● **DO THIS**: Would it be possible to quote, exactly and in full, the lines from the one with "Task: point: the snowy" through the end of the entries below?

● **SUPPLIED RECORDS**:
----------------------------------------

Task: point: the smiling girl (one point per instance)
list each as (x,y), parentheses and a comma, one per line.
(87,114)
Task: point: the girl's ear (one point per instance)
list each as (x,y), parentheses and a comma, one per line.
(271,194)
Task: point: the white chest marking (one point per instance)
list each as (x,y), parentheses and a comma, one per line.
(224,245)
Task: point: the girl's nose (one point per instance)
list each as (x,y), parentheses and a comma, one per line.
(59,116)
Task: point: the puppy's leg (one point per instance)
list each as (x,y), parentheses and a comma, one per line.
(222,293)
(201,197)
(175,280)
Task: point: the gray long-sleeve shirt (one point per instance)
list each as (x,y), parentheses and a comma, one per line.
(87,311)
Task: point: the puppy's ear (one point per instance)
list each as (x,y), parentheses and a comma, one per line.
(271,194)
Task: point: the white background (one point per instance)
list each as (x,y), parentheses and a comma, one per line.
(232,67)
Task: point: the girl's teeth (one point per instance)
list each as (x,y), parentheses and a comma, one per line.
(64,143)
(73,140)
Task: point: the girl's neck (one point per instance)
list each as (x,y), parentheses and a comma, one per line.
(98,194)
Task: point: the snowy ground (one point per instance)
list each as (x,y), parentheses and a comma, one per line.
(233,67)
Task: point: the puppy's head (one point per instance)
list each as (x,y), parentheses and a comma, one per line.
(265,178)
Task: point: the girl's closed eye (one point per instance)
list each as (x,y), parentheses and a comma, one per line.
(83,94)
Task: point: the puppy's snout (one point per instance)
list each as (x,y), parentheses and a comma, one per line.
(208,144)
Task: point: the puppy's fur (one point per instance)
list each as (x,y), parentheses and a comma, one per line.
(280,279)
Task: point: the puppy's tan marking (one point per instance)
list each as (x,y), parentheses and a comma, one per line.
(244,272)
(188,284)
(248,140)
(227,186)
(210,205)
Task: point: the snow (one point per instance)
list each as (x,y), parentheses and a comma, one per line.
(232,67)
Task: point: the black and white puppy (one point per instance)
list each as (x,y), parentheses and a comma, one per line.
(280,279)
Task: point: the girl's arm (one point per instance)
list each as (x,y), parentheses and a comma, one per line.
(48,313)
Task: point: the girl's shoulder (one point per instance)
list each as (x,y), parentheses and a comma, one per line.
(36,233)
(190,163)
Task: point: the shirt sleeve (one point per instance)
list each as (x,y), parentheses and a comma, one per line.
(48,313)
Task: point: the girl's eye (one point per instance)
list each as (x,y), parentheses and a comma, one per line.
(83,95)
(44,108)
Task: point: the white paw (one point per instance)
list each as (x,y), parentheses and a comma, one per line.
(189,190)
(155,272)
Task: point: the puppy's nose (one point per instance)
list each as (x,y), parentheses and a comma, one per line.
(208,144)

----------------------------------------

● **OUTPUT BELOW**:
Task: point: the snowy ground (one point per instance)
list each as (x,y), parentheses and a comma, one per line.
(233,67)
Task: point: the puppy's head (one point per instance)
list each as (x,y), parentheses and a comma, one per line.
(265,178)
Task: point: the girl's closed eye (one point per instance)
list each as (x,y), parentheses and a comma, one per line.
(83,94)
Task: point: the puppy's snout (one point per instance)
list each as (x,y), parentheses and a comma, one per line.
(208,144)
Task: point: the puppy's fur (one point per instance)
list each as (x,y), parentheses and a comma, one per line.
(280,279)
Task: point: the puppy's tan marking (one point per instance)
list each as (x,y), parentheses and a comma, one per line.
(244,272)
(188,284)
(248,140)
(227,186)
(210,205)
Task: point: the snow (one point per instance)
list each as (x,y), parentheses and a comma, one per line.
(232,67)
Task: point: the black and white puppy (one point per instance)
list each as (x,y), parentheses and a comma, one per line.
(280,279)
Task: point: the girl's arm (one point per instance)
list each as (x,y), parentheses and a comma, one per line.
(48,313)
Task: point: the girl's shoulder (one point per instance)
list each as (x,y), parentheses and a comma, one per line.
(36,233)
(190,163)
Task: point: the shirt sleeve (one point per instance)
list each as (x,y), parentheses and a comma, one per line.
(48,313)
Task: point: the girl's eye (one point per instance)
list each as (x,y), parentheses and a comma, one per line.
(83,95)
(44,108)
Task: point: the white paw (one point per instance)
list each as (x,y), parentheses and a comma, one per line.
(189,190)
(155,272)
Task: point: the puppy's nose (one point per instance)
list each as (x,y), parentheses and a comma, one per line.
(208,144)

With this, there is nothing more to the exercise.